* **Assignment**: In full and unaltered, output the records below.

* **Dataset records**:
=====

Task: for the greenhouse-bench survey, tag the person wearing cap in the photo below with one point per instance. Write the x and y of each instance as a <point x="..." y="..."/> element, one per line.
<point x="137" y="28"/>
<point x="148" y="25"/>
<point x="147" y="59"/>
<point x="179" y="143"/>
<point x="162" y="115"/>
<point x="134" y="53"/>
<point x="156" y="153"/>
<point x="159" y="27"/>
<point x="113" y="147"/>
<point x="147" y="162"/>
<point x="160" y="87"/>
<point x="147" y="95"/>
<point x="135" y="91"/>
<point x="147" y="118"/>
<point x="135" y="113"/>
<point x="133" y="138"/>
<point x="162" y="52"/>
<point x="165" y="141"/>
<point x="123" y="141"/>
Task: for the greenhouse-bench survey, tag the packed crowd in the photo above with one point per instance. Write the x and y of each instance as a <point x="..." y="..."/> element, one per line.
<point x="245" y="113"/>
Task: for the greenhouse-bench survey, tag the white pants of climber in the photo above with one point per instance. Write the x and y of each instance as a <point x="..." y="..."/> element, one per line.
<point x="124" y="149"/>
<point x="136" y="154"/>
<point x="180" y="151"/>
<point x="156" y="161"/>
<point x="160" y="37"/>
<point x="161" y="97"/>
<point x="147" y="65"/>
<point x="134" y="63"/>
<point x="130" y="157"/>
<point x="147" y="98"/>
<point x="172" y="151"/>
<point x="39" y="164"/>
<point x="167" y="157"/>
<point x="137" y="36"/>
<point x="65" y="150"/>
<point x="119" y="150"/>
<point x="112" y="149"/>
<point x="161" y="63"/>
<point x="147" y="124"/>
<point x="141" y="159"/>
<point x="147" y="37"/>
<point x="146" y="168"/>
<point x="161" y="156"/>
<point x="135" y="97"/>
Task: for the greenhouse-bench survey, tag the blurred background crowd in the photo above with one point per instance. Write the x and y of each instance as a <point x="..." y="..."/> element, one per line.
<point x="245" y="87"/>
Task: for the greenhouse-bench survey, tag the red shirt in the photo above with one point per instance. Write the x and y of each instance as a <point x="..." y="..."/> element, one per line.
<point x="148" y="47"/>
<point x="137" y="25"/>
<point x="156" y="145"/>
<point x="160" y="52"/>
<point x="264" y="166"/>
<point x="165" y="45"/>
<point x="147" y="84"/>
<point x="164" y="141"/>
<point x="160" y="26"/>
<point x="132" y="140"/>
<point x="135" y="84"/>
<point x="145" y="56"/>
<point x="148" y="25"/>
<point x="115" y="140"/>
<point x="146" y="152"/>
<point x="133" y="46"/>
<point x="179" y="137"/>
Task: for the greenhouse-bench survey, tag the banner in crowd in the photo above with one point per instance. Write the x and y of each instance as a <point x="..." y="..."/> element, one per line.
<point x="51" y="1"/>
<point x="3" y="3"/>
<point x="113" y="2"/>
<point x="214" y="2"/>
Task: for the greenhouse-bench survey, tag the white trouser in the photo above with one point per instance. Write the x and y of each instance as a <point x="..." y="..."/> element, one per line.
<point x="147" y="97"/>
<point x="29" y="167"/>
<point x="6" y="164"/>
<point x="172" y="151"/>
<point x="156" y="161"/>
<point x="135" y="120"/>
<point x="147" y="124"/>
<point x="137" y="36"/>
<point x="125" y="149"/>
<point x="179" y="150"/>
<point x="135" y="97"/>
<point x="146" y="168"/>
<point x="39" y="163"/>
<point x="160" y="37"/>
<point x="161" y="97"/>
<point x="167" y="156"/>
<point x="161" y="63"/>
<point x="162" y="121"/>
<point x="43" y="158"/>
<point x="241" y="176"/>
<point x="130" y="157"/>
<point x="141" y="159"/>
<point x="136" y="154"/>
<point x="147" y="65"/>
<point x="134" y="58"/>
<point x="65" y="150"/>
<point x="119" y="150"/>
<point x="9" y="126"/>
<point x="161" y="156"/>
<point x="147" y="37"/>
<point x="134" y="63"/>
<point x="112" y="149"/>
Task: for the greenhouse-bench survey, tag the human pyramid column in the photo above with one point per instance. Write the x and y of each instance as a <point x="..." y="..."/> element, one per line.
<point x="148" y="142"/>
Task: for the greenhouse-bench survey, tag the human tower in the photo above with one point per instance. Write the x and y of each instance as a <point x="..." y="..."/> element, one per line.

=====

* **Exercise answer**:
Task: for the greenhouse-bench survey, tag the person wearing cap in the photo below with one point per instance. Write the x and y of each instance as a <point x="..." y="..."/> element, one per line.
<point x="137" y="28"/>
<point x="148" y="25"/>
<point x="147" y="59"/>
<point x="179" y="143"/>
<point x="162" y="115"/>
<point x="134" y="53"/>
<point x="156" y="153"/>
<point x="159" y="27"/>
<point x="113" y="147"/>
<point x="147" y="162"/>
<point x="160" y="87"/>
<point x="147" y="95"/>
<point x="135" y="91"/>
<point x="147" y="118"/>
<point x="135" y="113"/>
<point x="133" y="138"/>
<point x="162" y="52"/>
<point x="165" y="141"/>
<point x="123" y="141"/>
Task: for the greenhouse-bench survey, tag the packed crowd in the photo above with one point per instance. Write the x and y of each instance as a <point x="..." y="..."/> element, one per line.
<point x="245" y="113"/>
Task: for the greenhouse-bench survey, tag the white pants of climber in the photo above with one point per instance. Write the x and y of each instance as a <point x="..." y="..."/> element, one per line.
<point x="124" y="149"/>
<point x="136" y="154"/>
<point x="180" y="151"/>
<point x="156" y="161"/>
<point x="160" y="37"/>
<point x="161" y="97"/>
<point x="147" y="65"/>
<point x="134" y="63"/>
<point x="130" y="157"/>
<point x="147" y="98"/>
<point x="172" y="151"/>
<point x="39" y="164"/>
<point x="167" y="157"/>
<point x="137" y="36"/>
<point x="65" y="150"/>
<point x="119" y="150"/>
<point x="112" y="149"/>
<point x="161" y="63"/>
<point x="147" y="124"/>
<point x="141" y="159"/>
<point x="147" y="37"/>
<point x="146" y="168"/>
<point x="161" y="156"/>
<point x="135" y="97"/>
Task: for the greenhouse-bench survey, tag the blurred background crowd in the photo above with one point per instance. Write the x and y of each instance as a <point x="..." y="..."/> element, one per line.
<point x="245" y="87"/>
Task: for the greenhouse-bench survey, tag the red shirt in the photo above with one point per instance. Write the x and y of each instance as a <point x="..." y="..."/> element, one per line.
<point x="148" y="47"/>
<point x="137" y="25"/>
<point x="156" y="145"/>
<point x="160" y="52"/>
<point x="264" y="166"/>
<point x="165" y="45"/>
<point x="147" y="84"/>
<point x="164" y="141"/>
<point x="160" y="26"/>
<point x="132" y="140"/>
<point x="135" y="84"/>
<point x="145" y="56"/>
<point x="148" y="25"/>
<point x="115" y="140"/>
<point x="146" y="152"/>
<point x="133" y="46"/>
<point x="179" y="137"/>
Task: for the greenhouse-bench survey, tag the banner in crowd in the photo above with one point per instance. Write the x and y of each instance as a <point x="..." y="..."/> element, one per line.
<point x="51" y="1"/>
<point x="3" y="3"/>
<point x="113" y="2"/>
<point x="214" y="2"/>
Task: for the greenhouse-bench survey, tag the white trouser in the photo above with one point per instance. Write the x and y of each instance as a <point x="..." y="..."/> element, one per line.
<point x="147" y="97"/>
<point x="29" y="167"/>
<point x="6" y="164"/>
<point x="172" y="151"/>
<point x="156" y="161"/>
<point x="135" y="120"/>
<point x="147" y="124"/>
<point x="137" y="36"/>
<point x="125" y="149"/>
<point x="179" y="150"/>
<point x="135" y="97"/>
<point x="146" y="168"/>
<point x="39" y="163"/>
<point x="160" y="37"/>
<point x="161" y="97"/>
<point x="167" y="156"/>
<point x="161" y="63"/>
<point x="162" y="121"/>
<point x="43" y="158"/>
<point x="241" y="176"/>
<point x="130" y="157"/>
<point x="141" y="159"/>
<point x="136" y="154"/>
<point x="147" y="65"/>
<point x="134" y="58"/>
<point x="65" y="150"/>
<point x="119" y="150"/>
<point x="9" y="126"/>
<point x="161" y="156"/>
<point x="147" y="37"/>
<point x="134" y="63"/>
<point x="112" y="149"/>
Task: for the greenhouse-bench survey, tag the human pyramid column in the photo above with one point per instance. Write the x and y of each instance as a <point x="..." y="..."/> element, one per line.
<point x="148" y="142"/>
Task: for the greenhouse-bench survey, tag the human tower in the photo above with one point per instance. Write the x and y of each instance as a <point x="..." y="..."/> element, one per line.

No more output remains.